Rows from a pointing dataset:
········

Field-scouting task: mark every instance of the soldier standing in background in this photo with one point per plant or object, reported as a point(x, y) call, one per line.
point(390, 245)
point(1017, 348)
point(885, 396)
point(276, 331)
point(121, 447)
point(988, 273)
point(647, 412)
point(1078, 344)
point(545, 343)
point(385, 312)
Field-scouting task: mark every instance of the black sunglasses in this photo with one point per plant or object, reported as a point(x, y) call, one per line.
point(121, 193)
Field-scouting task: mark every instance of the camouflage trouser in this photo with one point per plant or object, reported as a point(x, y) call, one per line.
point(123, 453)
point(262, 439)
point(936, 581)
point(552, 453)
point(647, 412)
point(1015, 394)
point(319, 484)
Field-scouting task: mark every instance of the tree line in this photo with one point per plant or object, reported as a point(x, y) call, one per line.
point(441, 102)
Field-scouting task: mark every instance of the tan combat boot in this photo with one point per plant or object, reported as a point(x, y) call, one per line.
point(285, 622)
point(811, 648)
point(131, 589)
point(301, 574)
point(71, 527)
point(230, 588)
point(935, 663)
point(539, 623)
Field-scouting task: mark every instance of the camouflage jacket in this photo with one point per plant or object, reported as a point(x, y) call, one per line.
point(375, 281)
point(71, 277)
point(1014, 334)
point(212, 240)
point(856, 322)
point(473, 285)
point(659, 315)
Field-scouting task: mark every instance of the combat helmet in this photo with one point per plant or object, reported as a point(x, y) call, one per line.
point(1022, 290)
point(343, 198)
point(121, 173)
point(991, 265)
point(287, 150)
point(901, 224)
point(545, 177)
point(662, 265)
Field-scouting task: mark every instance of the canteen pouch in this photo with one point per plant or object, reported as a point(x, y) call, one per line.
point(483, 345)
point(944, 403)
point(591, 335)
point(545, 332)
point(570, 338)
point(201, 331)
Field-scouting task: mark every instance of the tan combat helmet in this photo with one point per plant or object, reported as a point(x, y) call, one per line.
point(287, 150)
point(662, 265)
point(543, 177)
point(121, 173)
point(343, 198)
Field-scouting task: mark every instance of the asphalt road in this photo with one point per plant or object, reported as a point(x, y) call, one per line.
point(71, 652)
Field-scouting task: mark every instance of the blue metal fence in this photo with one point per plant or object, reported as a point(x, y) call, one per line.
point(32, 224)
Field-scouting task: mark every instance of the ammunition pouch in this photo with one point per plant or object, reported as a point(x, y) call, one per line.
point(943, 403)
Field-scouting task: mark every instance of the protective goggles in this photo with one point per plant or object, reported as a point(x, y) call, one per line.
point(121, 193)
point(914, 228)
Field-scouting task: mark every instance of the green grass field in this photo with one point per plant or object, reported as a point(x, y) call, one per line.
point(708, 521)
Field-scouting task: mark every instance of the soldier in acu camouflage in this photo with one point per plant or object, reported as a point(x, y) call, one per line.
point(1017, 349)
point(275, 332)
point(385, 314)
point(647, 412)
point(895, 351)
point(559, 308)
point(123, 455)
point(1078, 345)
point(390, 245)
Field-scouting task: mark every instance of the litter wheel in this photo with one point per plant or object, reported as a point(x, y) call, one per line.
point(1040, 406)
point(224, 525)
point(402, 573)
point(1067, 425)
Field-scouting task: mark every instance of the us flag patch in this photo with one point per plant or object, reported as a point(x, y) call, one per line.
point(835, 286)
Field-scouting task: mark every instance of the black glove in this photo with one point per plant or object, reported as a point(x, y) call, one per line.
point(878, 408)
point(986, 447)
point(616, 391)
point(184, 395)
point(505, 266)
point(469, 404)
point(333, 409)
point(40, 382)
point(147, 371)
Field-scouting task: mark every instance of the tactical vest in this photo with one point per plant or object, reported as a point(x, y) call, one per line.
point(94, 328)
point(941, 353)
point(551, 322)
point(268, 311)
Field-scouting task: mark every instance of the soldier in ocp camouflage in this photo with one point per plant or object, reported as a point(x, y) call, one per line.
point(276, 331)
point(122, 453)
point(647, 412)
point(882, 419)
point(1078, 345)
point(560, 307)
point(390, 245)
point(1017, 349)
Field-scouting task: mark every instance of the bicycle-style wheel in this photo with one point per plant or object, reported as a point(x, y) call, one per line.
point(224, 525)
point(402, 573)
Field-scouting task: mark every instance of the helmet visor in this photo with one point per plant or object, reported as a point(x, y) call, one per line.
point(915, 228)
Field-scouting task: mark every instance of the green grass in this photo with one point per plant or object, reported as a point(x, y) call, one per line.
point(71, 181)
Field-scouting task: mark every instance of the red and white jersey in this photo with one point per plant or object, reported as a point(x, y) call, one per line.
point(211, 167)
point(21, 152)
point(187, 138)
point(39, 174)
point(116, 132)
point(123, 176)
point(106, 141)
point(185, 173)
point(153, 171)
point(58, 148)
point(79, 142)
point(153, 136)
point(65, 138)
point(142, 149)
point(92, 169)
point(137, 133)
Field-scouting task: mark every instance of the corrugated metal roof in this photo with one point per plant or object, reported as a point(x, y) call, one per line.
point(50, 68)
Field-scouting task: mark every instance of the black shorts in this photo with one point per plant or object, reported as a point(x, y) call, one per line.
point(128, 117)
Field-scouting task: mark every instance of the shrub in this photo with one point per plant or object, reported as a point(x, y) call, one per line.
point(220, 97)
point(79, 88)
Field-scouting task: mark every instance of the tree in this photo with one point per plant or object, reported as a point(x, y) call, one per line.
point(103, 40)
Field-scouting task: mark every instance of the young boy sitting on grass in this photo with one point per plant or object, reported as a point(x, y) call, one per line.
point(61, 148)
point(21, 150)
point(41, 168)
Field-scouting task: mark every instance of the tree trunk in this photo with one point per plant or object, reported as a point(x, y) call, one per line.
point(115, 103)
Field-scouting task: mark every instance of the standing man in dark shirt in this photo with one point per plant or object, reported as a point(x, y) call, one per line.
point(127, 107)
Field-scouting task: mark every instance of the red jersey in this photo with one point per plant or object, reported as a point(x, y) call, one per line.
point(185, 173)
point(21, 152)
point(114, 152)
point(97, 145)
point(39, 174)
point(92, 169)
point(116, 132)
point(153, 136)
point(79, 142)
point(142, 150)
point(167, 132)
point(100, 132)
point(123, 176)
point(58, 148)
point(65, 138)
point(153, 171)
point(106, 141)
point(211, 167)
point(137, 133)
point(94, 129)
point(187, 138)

········

● **SHORT EXERCISE**
Could you give the data again from the line that contains "Field-scouting task: mark every instance of the ammunition" through the line that contains "point(708, 521)", both included, with the requests unchanged and every coordinate in the answers multiplied by 0.4 and rounded to a whole number, halves rounding up?

● **RESULT OF THIS TASK**
Field-scouting task: mark every instance of the ammunition pouch in this photo with one point per plant or object, reported as a point(x, y) call, one per line.
point(377, 161)
Field-scouting task: mark every instance of the protective goggles in this photo with one point per plant or object, reported as a point(x, y) call, one per line.
point(48, 77)
point(366, 91)
Field-scouting task: mark every instance of the green grass field in this photo with one point per plant or object, reported as a point(x, y) call, one per line.
point(283, 208)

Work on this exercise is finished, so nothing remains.